** START OF Data extract **
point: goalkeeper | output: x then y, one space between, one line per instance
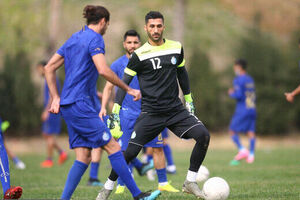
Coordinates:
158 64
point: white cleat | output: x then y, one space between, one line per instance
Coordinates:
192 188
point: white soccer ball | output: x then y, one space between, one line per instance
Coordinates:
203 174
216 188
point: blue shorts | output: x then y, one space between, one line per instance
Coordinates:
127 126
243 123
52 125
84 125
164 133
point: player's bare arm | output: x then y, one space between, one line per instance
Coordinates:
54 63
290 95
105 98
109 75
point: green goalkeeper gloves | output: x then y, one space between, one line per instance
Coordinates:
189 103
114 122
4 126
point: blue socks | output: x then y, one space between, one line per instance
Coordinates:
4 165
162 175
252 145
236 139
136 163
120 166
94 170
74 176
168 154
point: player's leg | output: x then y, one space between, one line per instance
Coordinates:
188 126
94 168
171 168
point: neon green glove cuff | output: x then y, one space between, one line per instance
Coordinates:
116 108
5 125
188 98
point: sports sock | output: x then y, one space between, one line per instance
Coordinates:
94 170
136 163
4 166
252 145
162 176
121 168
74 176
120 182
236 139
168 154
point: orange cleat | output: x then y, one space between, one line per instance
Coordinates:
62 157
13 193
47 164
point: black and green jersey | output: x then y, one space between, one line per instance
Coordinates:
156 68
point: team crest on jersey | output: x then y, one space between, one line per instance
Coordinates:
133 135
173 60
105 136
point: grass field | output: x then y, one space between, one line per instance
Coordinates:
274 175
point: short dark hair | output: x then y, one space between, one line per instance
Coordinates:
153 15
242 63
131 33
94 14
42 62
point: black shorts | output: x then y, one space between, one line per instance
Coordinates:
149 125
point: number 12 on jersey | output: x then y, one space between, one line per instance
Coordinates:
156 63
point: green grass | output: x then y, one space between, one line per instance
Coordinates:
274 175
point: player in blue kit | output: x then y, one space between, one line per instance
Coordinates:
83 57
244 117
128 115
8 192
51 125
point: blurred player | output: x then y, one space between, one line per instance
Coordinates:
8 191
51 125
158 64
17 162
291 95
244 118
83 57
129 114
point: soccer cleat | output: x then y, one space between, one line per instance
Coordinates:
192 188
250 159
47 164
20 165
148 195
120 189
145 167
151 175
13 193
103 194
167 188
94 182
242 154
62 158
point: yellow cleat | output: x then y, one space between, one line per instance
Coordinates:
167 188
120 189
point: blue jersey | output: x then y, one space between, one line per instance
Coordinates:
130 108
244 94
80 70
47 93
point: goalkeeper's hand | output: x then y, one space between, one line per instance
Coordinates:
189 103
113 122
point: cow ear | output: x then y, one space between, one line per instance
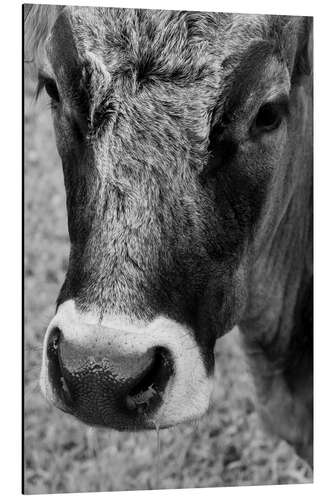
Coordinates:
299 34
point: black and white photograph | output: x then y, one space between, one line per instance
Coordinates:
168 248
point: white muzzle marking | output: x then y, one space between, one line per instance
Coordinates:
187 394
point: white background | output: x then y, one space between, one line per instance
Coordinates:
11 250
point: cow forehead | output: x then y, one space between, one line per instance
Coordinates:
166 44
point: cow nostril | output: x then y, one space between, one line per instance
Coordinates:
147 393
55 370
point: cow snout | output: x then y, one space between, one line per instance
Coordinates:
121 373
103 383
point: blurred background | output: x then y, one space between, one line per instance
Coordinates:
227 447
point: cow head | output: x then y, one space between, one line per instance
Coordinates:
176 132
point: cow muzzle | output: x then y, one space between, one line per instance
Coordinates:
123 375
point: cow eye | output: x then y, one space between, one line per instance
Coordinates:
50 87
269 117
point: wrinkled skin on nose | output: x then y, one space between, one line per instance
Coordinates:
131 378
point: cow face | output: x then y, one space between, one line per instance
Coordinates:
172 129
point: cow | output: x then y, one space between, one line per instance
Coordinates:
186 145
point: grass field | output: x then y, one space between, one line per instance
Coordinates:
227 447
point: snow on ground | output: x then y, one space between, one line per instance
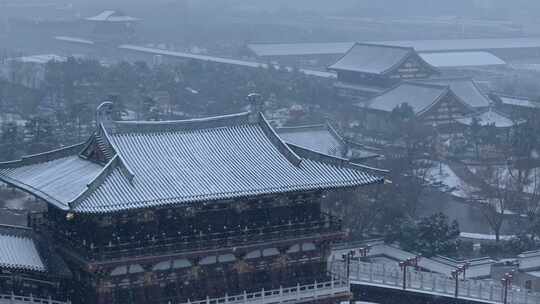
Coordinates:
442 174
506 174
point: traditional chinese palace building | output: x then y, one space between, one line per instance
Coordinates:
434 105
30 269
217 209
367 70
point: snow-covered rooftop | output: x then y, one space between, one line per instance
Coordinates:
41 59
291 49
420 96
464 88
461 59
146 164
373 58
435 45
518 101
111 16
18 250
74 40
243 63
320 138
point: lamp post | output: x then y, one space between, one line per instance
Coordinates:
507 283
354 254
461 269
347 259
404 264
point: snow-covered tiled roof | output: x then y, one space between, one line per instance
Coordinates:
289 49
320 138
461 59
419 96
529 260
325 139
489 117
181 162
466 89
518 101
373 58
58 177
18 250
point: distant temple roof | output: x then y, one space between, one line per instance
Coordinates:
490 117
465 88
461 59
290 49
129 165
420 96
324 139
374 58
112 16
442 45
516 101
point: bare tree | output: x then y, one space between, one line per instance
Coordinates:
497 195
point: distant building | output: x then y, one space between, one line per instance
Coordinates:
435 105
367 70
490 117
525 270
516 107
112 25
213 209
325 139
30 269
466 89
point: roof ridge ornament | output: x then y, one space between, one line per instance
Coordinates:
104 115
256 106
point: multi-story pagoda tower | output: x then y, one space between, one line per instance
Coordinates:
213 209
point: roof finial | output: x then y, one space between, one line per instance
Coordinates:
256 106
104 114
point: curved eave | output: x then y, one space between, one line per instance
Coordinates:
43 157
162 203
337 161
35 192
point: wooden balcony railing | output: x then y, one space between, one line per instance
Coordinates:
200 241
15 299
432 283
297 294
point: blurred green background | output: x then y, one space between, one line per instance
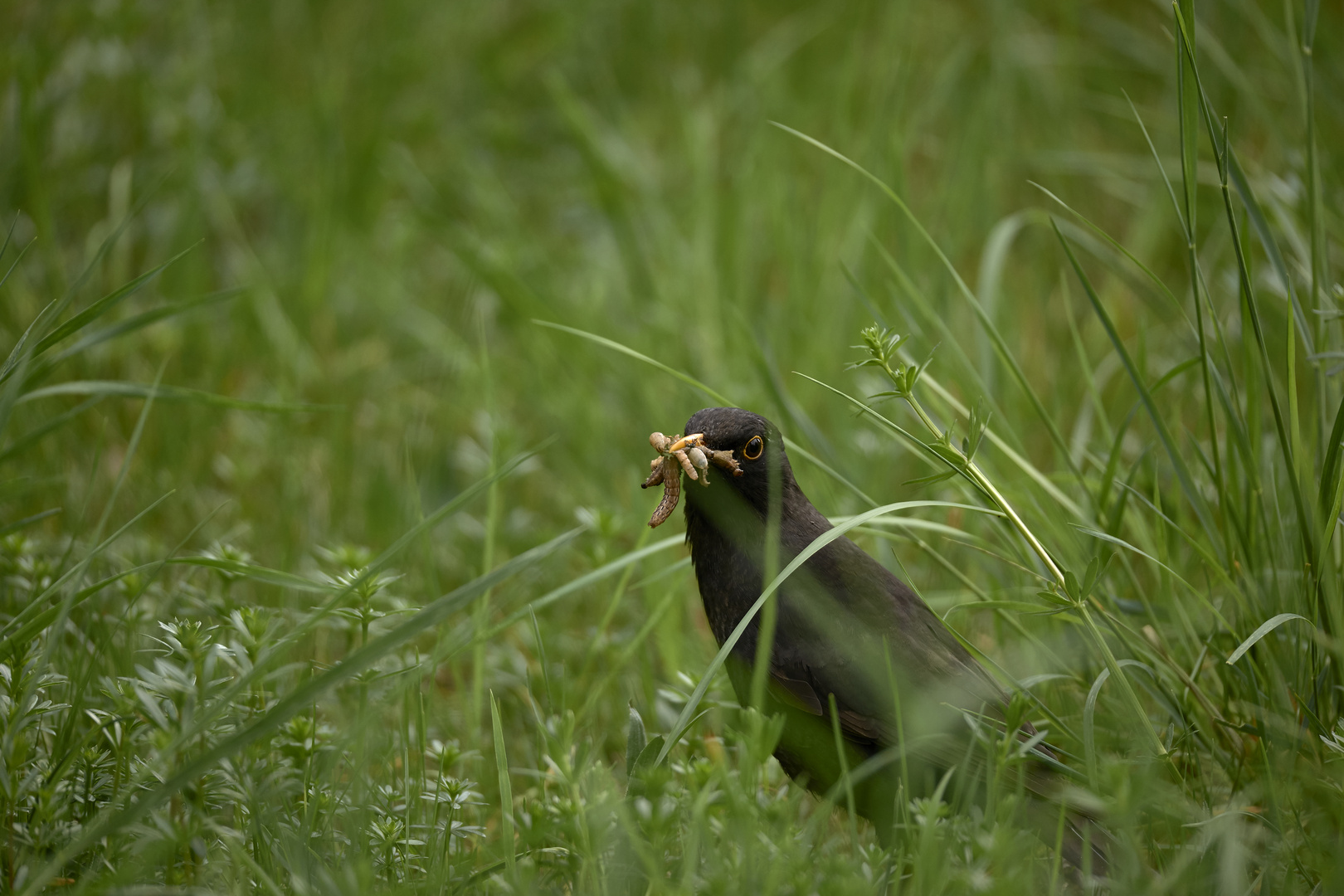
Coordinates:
** END OF Data extract **
■ **Written problem**: Recast all of the lines above as a numbered list, skipping blank lines and leaving the pictures out.

■ **Response for this exercise**:
1. point: goalkeeper | output: x then y, one space between, one line per instance
2. Coordinates:
3. 158 64
4. point: white cleat | output: x then y, one space between, one line per instance
5. Coordinates:
6. 192 188
7. point: white soccer ball | output: x then y, one space between, one line per instance
8. Coordinates:
9. 203 174
10. 216 188
11. point: blue shorts | output: x then y, one space between, one line per instance
12. Coordinates:
13. 127 126
14. 243 123
15. 52 125
16. 84 125
17. 164 133
18. point: player's bare arm | output: x then y, one space between, one line per instance
19. Coordinates:
20. 54 63
21. 290 95
22. 105 98
23. 109 75
24. point: green goalkeeper gloves | output: x then y, one space between, one line per instance
25. Coordinates:
26. 189 103
27. 114 122
28. 4 126
29. point: blue socks | output: x then y, one space between, one line per instance
30. Coordinates:
31. 4 165
32. 162 175
33. 252 145
34. 236 139
35. 136 163
36. 120 166
37. 94 170
38. 74 176
39. 168 154
40. point: player's leg | output: x then y, one space between, one line per instance
41. Coordinates:
42. 188 126
43. 94 168
44. 171 168
45. point: neon green glove cuff | output: x then y, one space between, one line per instance
46. Coordinates:
47. 116 108
48. 5 125
49. 188 98
50. point: sports sock | output: x then y, one space between, one line per instance
51. Coordinates:
52. 94 170
53. 136 163
54. 4 166
55. 252 145
56. 162 176
57. 121 168
58. 74 176
59. 120 182
60. 236 139
61. 168 154
62. point: orange cleat | output: x then y, one space between, one line per instance
63. Coordinates:
64. 62 157
65. 13 193
66. 47 164
67. point: black and green jersey | output: x then y, one space between, one line per instance
68. Coordinates:
69. 156 68
70. point: team crest on jersey | output: x then y, one space between, one line per instance
71. Coordinates:
72. 133 135
73. 173 60
74. 105 136
75. point: grass field | output: x then y, one space between, one line per instance
76. Coordinates:
77. 274 175
78. point: short dark hair | output: x then y, one space between, one line per instance
79. Coordinates:
80. 153 15
81. 242 63
82. 131 33
83. 94 14
84. 42 62
85. point: black shorts | output: x then y, one space between, one line per instance
86. Coordinates:
87. 149 125
88. point: number 12 on jersey | output: x then y, one space between, one line per instance
89. Coordinates:
90. 156 63
91. point: green grass | output: x then y, one space between, one line per instance
92. Coordinates:
93. 274 175
94. point: player in blue kit | output: x then y, one space between, one line per instance
95. Coordinates:
96. 83 57
97. 244 117
98. 128 115
99. 8 192
100. 51 125
101. point: blurred player | output: x then y, one space between, one line per instance
102. Coordinates:
103. 8 191
104. 51 125
105. 158 64
106. 17 162
107. 291 95
108. 244 118
109. 83 57
110. 129 114
111. point: soccer cleat | output: x then y, one space between, one line per instance
112. Coordinates:
113. 192 188
114. 250 159
115. 47 164
116. 20 165
117. 148 195
118. 120 189
119. 145 167
120. 151 175
121. 13 193
122. 103 194
123. 167 188
124. 94 182
125. 242 154
126. 62 158
127. point: yellow cleat | output: x then y, one space between, one line per instance
128. Coordinates:
129. 167 188
130. 120 189
131. point: blue jersey | output: x then y, one space between, one line per instance
132. Coordinates:
133. 130 108
134. 244 94
135. 80 70
136. 47 93
137. point: goalkeeper's hand | output: x then y, one space between, one line per instance
138. Coordinates:
139. 189 103
140. 113 122
141. point: cow ear | output: x then y, one space between, one line per instance
142. Coordinates:
143. 299 34
144. point: black and white photograph | output: x then y, one space between, one line per instance
145. Coordinates:
146. 168 248
147. point: white muzzle marking | output: x then y, one space between, one line per instance
148. Coordinates:
149. 187 394
150. point: white background | output: x then y, one space between, one line per instance
151. Coordinates:
152. 11 250
153. point: cow forehead | output: x then y, one space between, one line per instance
154. Coordinates:
155. 166 44
156. point: cow nostril | output: x then y, one space between, one line per instance
157. Coordinates:
158. 147 393
159. 55 370
160. point: cow snout | output: x then y, one space between, one line per instance
161. Coordinates:
162. 121 373
163. 103 383
164. point: blurred background | output: x then y, one space between, one line per instance
165. Coordinates:
166. 227 447
167. point: cow head | output: x then y, one space between, one line per instance
168. Coordinates:
169. 176 132
170. point: cow muzzle | output: x then y, one space between, one line per instance
171. Coordinates:
172. 123 375
173. point: cow eye | output: x then y, one space between, one line per instance
174. Coordinates:
175. 50 87
176. 269 117
177. point: wrinkled skin on nose | output: x then y, one space between, one line per instance
178. Coordinates:
179. 131 378
180. point: cow face | output: x then y, one space between, one line per instance
181. Coordinates:
182. 172 129
183. point: cow | output: x then y, one space between, one line per instance
184. Coordinates:
185. 186 145
186. point: grass field | output: x then y, one space between, one line per instance
187. Coordinates:
188. 227 447
189. point: snow on ground | output: x then y, one space between, one line per instance
190. Coordinates:
191. 442 174
192. 506 174
193. point: traditional chinese palace building | output: x then y, one space between, one line per instance
194. Coordinates:
195. 434 105
196. 30 269
197. 217 209
198. 367 70
199. point: snow-covered rooftop | output: x then y, one space between, one line per instance
200. Coordinates:
201. 41 59
202. 291 49
203. 420 96
204. 464 88
205. 461 59
206. 146 164
207. 373 58
208. 435 45
209. 518 101
210. 111 16
211. 18 250
212. 74 40
213. 243 63
214. 320 138
215. point: lamp post | output: x then y, one space between, one line per instance
216. Coordinates:
217. 507 283
218. 354 254
219. 461 269
220. 347 259
221. 404 264
222. point: snow-covered tiled roof | output: x then y, one space between, one line per instance
223. Coordinates:
224. 289 49
225. 320 138
226. 461 59
227. 419 96
228. 529 260
229. 325 139
230. 489 117
231. 181 162
232. 466 89
233. 518 101
234. 373 58
235. 58 177
236. 18 250
237. point: distant temple roof | output: x then y, one space between, one line per instance
238. Coordinates:
239. 490 117
240. 465 88
241. 461 59
242. 290 49
243. 129 165
244. 420 96
245. 324 139
246. 374 58
247. 112 16
248. 442 45
249. 516 101
250. point: bare tree | output: x then y, one space between, one line per instance
251. Coordinates:
252. 497 195
253. point: distant building | output: x then y, one space between, one line per instance
254. Coordinates:
255. 435 105
256. 367 70
257. 490 117
258. 525 270
259. 516 107
260. 112 25
261. 213 209
262. 325 139
263. 30 269
264. 466 89
265. point: roof ridge ornament | output: x then y, one space between, one line per instance
266. Coordinates:
267. 104 115
268. 256 106
269. point: multi-story pagoda tower | output: x then y, one space between, one line per instance
270. Coordinates:
271. 213 209
272. point: roof finial | output: x then y, one space between, one line per instance
273. Coordinates:
274. 256 106
275. 104 114
276. point: curved eave | output: x then y, one space between, one line per instance
277. Coordinates:
278. 43 157
279. 162 203
280. 337 161
281. 35 192
282. point: wooden balcony railing | output: x then y, one space between, one line per instance
283. Coordinates:
284. 200 241
285. 15 299
286. 432 283
287. 297 294
288. point: blurred green background | output: x then y, one space between, one line per instance
289. Coordinates:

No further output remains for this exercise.